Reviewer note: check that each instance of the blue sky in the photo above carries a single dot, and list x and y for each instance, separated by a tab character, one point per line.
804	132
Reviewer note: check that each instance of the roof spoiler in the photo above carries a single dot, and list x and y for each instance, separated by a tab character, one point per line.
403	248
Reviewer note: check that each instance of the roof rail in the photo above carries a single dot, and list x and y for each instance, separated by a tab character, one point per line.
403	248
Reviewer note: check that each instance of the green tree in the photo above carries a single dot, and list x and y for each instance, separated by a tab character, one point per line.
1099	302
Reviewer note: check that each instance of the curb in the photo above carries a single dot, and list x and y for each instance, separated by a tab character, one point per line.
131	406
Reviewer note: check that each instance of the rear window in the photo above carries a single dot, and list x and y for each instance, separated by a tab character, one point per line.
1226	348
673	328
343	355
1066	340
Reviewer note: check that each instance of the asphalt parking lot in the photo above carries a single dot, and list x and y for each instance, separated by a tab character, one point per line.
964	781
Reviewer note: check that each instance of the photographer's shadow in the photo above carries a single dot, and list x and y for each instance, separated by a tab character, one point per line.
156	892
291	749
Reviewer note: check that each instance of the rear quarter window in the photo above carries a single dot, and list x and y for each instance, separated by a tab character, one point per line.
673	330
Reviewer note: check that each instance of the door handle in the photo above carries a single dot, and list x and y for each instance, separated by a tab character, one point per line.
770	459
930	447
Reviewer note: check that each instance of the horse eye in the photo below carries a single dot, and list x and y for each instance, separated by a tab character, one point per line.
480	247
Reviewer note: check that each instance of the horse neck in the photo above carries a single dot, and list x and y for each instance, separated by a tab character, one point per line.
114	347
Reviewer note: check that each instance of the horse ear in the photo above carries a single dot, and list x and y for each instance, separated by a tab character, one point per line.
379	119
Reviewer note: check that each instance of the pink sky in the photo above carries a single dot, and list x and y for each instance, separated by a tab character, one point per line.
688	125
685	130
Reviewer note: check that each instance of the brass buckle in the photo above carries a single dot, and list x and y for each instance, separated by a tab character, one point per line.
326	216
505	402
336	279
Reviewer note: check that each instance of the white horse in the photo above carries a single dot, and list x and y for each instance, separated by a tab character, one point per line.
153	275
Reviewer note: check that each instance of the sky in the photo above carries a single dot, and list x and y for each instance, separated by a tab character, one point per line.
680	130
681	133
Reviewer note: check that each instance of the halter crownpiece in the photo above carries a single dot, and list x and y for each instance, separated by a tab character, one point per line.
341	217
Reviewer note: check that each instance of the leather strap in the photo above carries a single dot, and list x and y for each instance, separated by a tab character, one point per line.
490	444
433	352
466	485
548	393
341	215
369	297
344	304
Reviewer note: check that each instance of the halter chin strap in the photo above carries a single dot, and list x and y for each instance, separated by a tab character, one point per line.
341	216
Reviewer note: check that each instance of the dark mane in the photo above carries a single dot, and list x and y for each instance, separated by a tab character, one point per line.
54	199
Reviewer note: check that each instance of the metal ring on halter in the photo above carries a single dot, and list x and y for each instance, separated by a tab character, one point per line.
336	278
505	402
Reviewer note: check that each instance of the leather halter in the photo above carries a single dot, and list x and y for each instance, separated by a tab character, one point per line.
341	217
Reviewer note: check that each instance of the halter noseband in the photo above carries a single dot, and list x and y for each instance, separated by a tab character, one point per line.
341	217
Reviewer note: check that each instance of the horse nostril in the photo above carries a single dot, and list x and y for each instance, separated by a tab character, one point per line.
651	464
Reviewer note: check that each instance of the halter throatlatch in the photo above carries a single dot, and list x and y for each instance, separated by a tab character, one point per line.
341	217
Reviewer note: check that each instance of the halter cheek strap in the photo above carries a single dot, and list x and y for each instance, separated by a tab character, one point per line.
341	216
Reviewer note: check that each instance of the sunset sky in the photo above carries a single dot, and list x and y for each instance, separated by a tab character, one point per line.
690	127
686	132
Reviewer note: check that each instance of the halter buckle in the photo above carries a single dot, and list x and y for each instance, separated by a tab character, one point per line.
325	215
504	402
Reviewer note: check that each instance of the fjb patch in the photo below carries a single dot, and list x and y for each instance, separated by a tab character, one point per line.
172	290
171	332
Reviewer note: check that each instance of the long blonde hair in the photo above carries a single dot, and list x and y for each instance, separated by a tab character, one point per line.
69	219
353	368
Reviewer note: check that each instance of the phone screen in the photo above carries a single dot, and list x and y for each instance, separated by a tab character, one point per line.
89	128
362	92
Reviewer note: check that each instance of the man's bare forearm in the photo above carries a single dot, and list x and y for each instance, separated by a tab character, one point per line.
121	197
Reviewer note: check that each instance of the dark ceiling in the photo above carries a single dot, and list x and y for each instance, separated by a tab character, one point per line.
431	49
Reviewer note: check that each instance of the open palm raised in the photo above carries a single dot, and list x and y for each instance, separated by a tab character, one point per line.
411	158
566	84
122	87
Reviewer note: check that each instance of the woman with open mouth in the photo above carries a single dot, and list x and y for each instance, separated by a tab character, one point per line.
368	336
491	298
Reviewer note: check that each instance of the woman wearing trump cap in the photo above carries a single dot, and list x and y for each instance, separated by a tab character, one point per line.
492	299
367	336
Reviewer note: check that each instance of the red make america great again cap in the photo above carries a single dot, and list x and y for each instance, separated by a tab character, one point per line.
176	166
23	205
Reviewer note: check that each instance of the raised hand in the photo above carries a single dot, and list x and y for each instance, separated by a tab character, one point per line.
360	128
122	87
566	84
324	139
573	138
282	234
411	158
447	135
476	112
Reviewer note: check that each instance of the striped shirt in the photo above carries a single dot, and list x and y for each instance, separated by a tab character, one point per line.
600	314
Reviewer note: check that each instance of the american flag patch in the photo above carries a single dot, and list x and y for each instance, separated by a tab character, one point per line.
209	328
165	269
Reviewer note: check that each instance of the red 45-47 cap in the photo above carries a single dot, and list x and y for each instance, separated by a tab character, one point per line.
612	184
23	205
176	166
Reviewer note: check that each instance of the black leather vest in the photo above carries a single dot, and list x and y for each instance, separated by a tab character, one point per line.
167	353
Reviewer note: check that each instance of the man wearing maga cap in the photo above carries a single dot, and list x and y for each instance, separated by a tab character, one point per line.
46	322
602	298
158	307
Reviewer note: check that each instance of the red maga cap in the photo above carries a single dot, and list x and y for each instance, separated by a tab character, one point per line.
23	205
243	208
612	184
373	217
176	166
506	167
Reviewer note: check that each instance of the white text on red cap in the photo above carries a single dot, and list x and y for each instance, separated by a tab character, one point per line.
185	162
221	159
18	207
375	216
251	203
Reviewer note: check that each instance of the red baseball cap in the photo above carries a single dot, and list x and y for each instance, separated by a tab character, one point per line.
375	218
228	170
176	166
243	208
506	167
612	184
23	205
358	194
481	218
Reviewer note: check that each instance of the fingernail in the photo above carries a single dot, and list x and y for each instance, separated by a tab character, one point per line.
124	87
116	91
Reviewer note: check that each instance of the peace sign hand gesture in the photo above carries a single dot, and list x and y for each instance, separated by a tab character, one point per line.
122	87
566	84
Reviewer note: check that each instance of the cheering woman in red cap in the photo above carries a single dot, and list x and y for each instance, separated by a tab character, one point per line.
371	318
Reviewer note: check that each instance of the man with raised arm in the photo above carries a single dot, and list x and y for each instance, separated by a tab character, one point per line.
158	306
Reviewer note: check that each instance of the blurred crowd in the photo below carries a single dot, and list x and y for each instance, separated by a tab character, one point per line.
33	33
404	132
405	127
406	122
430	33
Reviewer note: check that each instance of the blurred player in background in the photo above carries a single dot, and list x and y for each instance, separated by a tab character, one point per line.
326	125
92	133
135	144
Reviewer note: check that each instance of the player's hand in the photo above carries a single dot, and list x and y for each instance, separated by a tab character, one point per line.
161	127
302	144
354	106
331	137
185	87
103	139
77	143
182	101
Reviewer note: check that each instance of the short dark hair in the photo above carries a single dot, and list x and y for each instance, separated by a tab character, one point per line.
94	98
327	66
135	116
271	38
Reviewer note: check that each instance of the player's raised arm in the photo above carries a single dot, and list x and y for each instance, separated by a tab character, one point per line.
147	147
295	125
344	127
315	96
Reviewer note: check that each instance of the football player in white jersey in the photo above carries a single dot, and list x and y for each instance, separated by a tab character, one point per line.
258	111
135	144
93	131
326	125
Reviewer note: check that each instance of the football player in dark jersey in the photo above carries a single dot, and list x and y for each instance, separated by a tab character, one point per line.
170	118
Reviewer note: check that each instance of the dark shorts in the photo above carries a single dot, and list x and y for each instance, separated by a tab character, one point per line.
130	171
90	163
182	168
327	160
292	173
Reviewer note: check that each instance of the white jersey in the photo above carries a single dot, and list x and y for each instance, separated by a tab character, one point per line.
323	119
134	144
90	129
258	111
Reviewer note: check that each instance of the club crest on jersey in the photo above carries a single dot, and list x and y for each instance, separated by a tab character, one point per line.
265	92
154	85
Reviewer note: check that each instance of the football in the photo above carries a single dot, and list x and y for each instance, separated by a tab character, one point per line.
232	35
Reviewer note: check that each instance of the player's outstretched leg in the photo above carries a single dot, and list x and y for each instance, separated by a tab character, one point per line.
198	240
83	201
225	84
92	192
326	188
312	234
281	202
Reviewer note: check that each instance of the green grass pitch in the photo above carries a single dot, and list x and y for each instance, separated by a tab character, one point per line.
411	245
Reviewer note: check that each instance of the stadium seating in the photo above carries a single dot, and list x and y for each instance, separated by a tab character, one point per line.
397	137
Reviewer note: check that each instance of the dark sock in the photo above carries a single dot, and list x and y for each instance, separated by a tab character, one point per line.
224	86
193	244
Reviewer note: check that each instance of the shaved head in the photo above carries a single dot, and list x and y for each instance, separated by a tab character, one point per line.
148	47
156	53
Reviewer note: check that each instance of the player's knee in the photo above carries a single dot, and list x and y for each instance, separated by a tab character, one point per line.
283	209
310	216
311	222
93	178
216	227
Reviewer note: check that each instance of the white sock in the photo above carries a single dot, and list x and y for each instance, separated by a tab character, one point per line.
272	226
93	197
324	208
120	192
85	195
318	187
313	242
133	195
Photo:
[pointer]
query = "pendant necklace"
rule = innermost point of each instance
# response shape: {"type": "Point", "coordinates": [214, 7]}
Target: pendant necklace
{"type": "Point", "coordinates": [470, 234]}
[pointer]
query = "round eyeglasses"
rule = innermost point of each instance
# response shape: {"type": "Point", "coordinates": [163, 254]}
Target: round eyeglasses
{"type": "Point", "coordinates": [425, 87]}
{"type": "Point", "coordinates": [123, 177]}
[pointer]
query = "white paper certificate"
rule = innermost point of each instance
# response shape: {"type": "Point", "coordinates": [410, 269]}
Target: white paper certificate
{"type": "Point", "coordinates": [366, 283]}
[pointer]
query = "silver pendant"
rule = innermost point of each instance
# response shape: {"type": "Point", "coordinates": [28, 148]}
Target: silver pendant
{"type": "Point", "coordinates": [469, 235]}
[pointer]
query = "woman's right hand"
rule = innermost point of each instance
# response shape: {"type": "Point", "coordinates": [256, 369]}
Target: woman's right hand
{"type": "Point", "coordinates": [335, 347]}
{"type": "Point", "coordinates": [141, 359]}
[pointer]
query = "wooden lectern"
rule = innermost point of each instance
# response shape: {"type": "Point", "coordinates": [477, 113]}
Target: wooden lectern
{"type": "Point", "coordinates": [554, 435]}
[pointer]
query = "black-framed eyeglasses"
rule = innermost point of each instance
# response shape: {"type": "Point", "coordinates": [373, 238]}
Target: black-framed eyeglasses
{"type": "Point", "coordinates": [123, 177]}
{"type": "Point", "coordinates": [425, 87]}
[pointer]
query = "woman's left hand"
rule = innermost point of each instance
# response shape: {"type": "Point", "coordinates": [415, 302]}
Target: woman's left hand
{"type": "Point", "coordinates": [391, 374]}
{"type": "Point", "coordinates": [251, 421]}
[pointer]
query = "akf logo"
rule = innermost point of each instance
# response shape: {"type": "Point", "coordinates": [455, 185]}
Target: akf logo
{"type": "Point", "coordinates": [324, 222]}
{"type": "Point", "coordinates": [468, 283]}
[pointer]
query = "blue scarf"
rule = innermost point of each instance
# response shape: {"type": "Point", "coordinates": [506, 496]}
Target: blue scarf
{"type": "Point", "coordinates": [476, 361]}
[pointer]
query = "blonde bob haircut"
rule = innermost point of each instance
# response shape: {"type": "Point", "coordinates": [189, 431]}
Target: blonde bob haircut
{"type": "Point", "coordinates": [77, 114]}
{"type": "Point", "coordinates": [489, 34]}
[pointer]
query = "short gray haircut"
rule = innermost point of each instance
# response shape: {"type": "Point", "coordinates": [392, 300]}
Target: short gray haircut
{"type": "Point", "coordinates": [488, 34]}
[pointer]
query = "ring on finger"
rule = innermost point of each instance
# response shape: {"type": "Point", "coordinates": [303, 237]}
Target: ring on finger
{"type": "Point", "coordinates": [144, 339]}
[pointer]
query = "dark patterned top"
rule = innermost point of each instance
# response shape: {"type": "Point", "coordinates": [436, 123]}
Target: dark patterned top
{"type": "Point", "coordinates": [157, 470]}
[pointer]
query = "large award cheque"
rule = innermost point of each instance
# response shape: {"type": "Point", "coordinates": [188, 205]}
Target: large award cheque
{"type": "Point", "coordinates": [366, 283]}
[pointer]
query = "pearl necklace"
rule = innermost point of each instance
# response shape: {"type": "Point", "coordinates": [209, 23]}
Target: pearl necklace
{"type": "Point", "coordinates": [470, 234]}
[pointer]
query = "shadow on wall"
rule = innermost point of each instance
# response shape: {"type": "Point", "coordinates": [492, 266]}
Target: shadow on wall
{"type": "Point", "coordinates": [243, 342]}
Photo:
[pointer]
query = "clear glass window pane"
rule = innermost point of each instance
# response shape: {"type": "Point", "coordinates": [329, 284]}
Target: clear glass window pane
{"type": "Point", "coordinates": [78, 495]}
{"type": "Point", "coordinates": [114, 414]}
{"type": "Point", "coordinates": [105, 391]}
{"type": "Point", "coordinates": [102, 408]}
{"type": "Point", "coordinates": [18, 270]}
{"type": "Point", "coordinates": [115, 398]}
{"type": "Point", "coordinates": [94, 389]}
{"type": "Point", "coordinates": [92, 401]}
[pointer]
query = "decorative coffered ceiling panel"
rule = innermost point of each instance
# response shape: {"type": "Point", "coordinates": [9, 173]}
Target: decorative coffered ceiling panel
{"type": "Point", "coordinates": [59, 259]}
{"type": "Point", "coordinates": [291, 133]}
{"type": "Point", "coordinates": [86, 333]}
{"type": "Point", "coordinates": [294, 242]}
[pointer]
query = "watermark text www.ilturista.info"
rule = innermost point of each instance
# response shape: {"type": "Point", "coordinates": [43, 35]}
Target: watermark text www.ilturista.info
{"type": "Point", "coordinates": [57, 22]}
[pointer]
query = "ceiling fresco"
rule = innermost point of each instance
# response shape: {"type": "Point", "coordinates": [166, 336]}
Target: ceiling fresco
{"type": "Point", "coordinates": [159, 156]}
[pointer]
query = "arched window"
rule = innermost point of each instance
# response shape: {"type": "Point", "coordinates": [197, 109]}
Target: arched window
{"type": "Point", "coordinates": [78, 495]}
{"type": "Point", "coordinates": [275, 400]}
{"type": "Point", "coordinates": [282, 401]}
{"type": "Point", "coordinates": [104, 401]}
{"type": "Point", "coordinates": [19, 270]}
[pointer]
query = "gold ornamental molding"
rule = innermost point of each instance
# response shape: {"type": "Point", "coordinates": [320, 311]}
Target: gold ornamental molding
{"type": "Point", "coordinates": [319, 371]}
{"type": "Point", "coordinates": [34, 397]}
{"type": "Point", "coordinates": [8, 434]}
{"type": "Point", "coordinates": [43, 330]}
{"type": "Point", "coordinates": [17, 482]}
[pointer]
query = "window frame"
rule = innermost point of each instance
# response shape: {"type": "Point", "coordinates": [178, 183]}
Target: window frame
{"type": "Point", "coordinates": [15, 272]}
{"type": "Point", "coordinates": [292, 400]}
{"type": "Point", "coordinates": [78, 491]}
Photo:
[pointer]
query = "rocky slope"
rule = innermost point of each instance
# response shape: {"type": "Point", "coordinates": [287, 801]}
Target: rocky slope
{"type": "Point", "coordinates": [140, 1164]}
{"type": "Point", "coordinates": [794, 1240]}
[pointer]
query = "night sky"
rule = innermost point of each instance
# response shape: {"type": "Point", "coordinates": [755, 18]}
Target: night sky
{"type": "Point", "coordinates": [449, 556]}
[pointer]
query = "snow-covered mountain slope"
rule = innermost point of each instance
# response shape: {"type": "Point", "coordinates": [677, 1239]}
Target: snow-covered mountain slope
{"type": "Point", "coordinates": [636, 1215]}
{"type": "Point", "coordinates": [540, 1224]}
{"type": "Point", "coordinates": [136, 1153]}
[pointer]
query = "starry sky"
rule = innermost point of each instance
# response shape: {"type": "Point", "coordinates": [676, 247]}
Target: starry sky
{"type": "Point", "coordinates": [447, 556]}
━━━━━━
Give the number of lines above that contain the string "gray", with case counting, and reply with that number alone.

2